- **Working data**
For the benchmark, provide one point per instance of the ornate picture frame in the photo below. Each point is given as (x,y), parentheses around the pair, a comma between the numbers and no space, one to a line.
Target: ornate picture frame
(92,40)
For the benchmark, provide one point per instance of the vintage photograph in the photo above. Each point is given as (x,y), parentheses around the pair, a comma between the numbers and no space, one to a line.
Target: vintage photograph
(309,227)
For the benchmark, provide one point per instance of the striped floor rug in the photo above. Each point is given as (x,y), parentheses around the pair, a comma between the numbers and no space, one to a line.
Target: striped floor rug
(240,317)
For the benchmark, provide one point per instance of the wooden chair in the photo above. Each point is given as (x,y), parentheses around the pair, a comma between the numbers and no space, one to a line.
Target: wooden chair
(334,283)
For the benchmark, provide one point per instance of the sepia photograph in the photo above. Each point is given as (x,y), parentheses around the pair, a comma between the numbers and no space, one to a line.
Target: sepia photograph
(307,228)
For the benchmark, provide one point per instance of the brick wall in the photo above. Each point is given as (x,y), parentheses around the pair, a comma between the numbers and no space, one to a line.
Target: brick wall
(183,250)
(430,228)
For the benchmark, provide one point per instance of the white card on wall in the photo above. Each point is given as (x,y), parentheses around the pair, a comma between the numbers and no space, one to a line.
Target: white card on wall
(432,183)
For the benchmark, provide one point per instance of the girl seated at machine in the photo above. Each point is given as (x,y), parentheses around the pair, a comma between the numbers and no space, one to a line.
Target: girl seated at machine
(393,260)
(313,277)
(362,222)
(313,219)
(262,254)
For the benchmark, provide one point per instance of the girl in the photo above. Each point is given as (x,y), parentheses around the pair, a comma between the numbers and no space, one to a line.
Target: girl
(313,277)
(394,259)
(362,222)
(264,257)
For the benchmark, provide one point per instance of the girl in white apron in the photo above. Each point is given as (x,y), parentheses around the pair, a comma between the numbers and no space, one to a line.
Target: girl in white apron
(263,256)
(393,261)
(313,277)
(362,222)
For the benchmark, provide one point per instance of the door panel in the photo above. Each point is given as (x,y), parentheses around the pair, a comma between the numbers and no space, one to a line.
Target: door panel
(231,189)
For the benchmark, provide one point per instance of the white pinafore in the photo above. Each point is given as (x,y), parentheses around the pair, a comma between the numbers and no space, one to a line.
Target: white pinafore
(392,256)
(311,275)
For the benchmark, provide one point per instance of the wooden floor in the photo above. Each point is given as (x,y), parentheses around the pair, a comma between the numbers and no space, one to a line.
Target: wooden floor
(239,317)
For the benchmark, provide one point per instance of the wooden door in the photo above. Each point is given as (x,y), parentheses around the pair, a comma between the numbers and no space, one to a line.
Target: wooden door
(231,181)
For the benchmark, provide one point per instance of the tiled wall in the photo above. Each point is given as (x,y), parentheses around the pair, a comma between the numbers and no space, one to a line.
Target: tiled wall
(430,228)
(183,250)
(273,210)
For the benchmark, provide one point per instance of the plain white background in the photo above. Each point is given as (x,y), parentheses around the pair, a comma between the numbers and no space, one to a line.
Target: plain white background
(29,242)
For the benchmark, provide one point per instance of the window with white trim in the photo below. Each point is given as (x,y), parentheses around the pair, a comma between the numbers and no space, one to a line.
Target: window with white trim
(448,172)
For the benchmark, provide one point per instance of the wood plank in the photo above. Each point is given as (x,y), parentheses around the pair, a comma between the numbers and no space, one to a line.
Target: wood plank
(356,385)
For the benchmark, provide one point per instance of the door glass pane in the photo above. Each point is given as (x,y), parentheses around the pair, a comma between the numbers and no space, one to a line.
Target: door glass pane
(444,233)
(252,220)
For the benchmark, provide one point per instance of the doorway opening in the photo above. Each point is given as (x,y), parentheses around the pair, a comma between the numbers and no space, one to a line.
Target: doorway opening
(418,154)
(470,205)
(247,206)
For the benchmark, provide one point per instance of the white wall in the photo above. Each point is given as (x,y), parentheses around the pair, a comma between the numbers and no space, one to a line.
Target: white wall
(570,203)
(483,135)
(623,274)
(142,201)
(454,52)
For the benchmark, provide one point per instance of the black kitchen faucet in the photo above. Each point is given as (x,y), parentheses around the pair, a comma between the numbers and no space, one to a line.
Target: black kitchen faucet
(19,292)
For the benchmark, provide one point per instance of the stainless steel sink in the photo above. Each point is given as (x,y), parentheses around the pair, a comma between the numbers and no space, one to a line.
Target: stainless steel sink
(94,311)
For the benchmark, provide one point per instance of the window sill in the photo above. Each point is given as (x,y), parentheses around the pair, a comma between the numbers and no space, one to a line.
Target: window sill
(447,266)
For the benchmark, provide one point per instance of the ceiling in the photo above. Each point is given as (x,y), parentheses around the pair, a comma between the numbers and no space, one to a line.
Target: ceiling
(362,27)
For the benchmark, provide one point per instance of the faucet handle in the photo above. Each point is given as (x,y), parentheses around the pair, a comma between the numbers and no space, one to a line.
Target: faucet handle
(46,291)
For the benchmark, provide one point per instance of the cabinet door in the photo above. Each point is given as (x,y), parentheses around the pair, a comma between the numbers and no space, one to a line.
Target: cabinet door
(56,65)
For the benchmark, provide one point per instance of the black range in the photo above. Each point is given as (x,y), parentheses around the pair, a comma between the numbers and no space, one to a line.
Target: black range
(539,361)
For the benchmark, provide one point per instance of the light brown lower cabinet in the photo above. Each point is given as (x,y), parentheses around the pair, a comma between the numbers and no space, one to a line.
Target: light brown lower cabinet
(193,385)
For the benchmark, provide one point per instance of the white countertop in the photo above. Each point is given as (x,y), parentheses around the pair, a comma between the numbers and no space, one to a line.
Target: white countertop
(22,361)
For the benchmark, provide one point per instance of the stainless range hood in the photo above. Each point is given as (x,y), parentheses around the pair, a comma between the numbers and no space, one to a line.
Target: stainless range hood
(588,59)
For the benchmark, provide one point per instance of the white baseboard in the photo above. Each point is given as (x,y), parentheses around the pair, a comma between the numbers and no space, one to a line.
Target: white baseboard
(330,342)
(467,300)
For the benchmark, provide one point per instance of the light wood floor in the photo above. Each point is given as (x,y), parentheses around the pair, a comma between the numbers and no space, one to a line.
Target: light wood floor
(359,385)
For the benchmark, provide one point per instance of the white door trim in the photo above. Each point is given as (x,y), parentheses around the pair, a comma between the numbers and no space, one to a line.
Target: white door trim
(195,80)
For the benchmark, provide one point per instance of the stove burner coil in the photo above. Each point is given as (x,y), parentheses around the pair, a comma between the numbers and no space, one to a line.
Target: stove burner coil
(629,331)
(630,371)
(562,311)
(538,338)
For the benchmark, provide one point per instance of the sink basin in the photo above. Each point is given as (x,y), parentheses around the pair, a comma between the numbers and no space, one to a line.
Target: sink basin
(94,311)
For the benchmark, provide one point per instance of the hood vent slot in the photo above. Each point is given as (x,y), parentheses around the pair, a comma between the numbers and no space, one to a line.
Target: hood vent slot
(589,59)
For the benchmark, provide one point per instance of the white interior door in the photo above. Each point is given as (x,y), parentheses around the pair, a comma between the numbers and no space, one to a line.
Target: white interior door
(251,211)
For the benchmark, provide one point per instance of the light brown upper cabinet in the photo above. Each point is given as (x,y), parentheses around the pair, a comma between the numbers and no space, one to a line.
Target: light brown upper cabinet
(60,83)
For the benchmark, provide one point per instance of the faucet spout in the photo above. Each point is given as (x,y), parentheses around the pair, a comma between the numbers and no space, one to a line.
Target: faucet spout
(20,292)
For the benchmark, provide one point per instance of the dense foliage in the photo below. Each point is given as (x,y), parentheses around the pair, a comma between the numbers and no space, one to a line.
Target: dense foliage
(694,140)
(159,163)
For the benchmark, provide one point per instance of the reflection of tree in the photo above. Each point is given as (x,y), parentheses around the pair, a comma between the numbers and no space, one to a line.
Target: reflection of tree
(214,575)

- **What the exercise asks**
Rewrite everything from the line containing "For the benchmark, provide one point per instance of the dense" down to the end of the items, swapping "foliage" for "greenery" and leaving all else unchanged.

- **Full response**
For the benchmark, provide one point per instance of the dense greenery in the photo below. Each point is given as (x,y), parentheses around the pair, a comma between the numbers and no space, one to a line.
Target: dense greenery
(694,140)
(159,163)
For the benchmark, provide one point per instance of the reflection of tree in the photo above. Each point is given as (x,y), parentheses around the pair, a comma between the numbers and no space, one to a line.
Target: reflection of tree
(214,575)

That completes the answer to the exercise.